[What you are asked to do] With the images set aside, retype every record below character for character.

Records from a collection
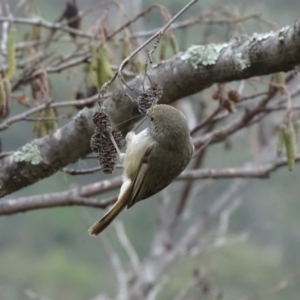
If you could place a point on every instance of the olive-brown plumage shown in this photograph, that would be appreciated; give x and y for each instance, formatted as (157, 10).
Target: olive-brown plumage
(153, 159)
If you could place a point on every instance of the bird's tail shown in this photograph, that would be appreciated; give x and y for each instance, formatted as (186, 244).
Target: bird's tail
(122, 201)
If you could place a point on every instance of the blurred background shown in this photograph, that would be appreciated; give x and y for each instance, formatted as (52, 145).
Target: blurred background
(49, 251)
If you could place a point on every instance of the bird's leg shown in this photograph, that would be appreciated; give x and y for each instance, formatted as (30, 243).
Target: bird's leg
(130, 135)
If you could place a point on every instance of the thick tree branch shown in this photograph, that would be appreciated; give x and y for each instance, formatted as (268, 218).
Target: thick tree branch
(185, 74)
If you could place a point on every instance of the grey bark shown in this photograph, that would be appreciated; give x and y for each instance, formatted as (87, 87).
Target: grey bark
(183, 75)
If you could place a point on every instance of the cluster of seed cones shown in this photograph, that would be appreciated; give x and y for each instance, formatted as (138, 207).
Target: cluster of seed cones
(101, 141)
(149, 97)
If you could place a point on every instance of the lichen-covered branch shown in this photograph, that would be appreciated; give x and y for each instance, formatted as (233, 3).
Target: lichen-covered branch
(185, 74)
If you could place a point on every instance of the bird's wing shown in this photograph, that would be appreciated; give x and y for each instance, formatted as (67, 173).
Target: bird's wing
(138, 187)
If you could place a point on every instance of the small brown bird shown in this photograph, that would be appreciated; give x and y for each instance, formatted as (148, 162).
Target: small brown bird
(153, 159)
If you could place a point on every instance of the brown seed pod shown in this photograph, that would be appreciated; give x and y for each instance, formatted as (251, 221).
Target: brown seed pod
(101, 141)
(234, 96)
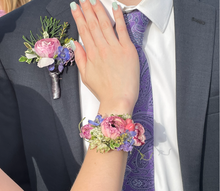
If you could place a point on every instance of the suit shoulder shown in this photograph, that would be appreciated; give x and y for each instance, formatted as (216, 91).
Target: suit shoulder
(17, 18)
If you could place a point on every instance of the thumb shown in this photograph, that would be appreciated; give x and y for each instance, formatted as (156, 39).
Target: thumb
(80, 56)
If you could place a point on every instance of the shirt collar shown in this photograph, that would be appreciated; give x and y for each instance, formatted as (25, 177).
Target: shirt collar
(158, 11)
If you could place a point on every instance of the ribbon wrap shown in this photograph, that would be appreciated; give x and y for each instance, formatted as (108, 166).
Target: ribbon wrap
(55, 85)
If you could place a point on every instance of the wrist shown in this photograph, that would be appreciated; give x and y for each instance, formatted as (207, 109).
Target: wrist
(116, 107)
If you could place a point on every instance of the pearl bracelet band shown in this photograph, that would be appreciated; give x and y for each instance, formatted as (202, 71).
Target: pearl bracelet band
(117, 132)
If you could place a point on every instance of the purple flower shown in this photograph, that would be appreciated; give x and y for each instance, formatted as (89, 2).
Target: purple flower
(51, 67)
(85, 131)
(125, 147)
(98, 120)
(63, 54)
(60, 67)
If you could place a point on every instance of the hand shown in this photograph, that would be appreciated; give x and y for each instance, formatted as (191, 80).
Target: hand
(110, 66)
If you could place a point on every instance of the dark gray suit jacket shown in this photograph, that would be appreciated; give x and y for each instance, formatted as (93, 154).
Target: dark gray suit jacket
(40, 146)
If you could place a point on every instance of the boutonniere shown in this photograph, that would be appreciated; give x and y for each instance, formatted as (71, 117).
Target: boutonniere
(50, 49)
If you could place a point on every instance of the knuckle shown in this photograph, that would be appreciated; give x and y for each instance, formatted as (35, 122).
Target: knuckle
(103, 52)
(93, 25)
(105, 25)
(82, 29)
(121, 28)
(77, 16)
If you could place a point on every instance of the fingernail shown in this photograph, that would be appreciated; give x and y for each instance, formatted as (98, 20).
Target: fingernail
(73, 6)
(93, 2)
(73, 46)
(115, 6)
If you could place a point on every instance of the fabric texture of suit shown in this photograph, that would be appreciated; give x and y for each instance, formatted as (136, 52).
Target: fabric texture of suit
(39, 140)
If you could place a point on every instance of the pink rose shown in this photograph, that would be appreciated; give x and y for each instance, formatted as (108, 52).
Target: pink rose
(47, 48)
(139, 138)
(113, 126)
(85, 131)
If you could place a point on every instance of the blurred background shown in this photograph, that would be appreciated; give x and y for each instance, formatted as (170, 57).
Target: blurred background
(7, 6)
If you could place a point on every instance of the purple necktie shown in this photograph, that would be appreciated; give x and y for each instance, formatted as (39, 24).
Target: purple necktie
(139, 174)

[Task solution]
If you could place a point on every instance of the olive-brown plumage shown in this photograph, that would be appreciated; give x and y for each instance, formatted as (157, 10).
Target: olive-brown plumage
(153, 159)
If you could place a point on every instance of the bird's tail shown in this photograph, that would be appreciated; give x and y for each instance, formatted as (186, 244).
Target: bird's tail
(122, 201)
If you could place a point on every instance of the blurred background shown in this photograph, that would be appreciated; give x and y for each instance, formatted as (52, 145).
Target: blurred background
(49, 251)
If you could place a point on every instance of the bird's leg shown in this photograph, that would be appreciated; give x and y for each instance, formatted as (30, 243).
Target: bird's leg
(130, 135)
If you could place a point on every instance of the thick tree branch shown in this photograph, that would be appreciated; give x and y for each instance, formatted as (268, 218).
Target: thick tree branch
(185, 74)
If you could place a point on every instance of the grey bark shown in this photograph, that would be appreciated; give x and y for each instance, formatted as (87, 87).
Target: grey bark
(183, 75)
If you could place a point on every instance of the cluster of seed cones shown in this photograph, that would be appreciated; give x and y for each instance, formatted as (138, 207).
Target: cluster of seed cones
(101, 141)
(149, 97)
If you could place a point on every instance of the lichen-covered branch shown in this photograph, that would be appreciated; give x and y for each instance, formatted as (233, 3).
Target: lichen-covered branch
(185, 74)
If you could place a point on every instance of the bird's wing shown in this photograph, that would be appreciated; give x and y for each instance, formatted as (67, 173).
Target: bird's wing
(138, 187)
If you could place a point on every instance of the small brown bird shown in this photograph, that would be appreciated; give x and y for each instance, formatted as (148, 162).
Target: small brown bird
(153, 159)
If you could place a point on every instance of the brown seed pod shown in this photograph, that would be appreciated; give x and y for each instance, formatted as (251, 221).
Target: brown seed pod
(101, 141)
(234, 96)
If you could place a point on every instance of the suit shoulder shown in this photograph, that would be appreciated; give x and y for each instance, formatted as (216, 91).
Target: suit shoulder
(17, 18)
If you could place a point on every instance of the thumb shown in this photograph, that would be appreciated; give x and y for each instance, formatted as (156, 39).
Target: thumb
(80, 56)
If you could place a point on every instance of the shirt collar shown in this photograph, that would be appreciated; give x and y for each instance, formatted as (25, 177).
Target: shirt collar
(158, 11)
If you could place a point on every instance of the ribbon wrap shown in this photograph, that would be appreciated; give x and y for each instance, formatted as (108, 166).
Target: ribbon wrap
(55, 85)
If you could place a point on every instance of the wrist shown in this photograph, that would be appreciated; give x and y for each instance, formatted as (207, 109).
Target: wrist
(116, 107)
If you could place a point on every instance of the pearl bracelet band shown in this photograph, that would be appreciated; give x and y for each instance, formatted as (202, 71).
Target: pearl bracelet band
(117, 132)
If you could place a point on every instance of the purple flower shown in this photograph, that would be appreciated; give x and y for each instance, formatted as (89, 2).
Target: purple flower
(51, 67)
(85, 131)
(125, 147)
(98, 120)
(63, 54)
(60, 67)
If you could place a point on every instance of the hand shown in this photograph, that would be appreciated; give x and y for each instance, formatted as (191, 80).
Target: hand
(110, 66)
If you could place a point on every instance of the dark gray suit jacket shown in this photograph, that would be appreciated; give x and y for each instance, formatted as (93, 154).
Target: dark gray suit jacket
(40, 146)
If you could place a point on every instance of the boutonniere shown in this photograph, that would be appreciated; give x and y for each instance, formatted as (71, 117).
Target: boutonniere
(50, 49)
If you could place a point on every instance of the knuckle shown in this photograph, that would be appreciated; give x and y for each instance, formatted as (35, 122).
Target: knuckle
(103, 52)
(93, 25)
(105, 25)
(82, 29)
(121, 28)
(77, 16)
If you could place a point on every instance of the fingernail shown in this photograph, that would be appreciated; give x and y for each instance, formatted as (98, 20).
Target: fingernail
(73, 6)
(93, 2)
(73, 46)
(115, 6)
If you could place a point on every instance of the fabric texture of suit shown in this photograph, that would be appreciated; give x and y for each instance, formatted as (136, 52).
Target: fabric texture of suit
(39, 140)
If you could place a point on every instance of the pink rose shown in this photograph, that would be appreciated; give x and y for each instance, formatted as (108, 52).
Target: pink rose
(47, 48)
(139, 138)
(113, 126)
(85, 131)
If you could place a point on every instance of the blurred background shown in this photograph, that would be appreciated; give x and y for each instance, formatted as (170, 57).
Target: blurred background
(7, 6)
If you could place a point on every instance of the purple necktie shown in this photograph, that would be appreciated; give x and y for each instance, formatted as (39, 24).
Target: purple necktie
(139, 174)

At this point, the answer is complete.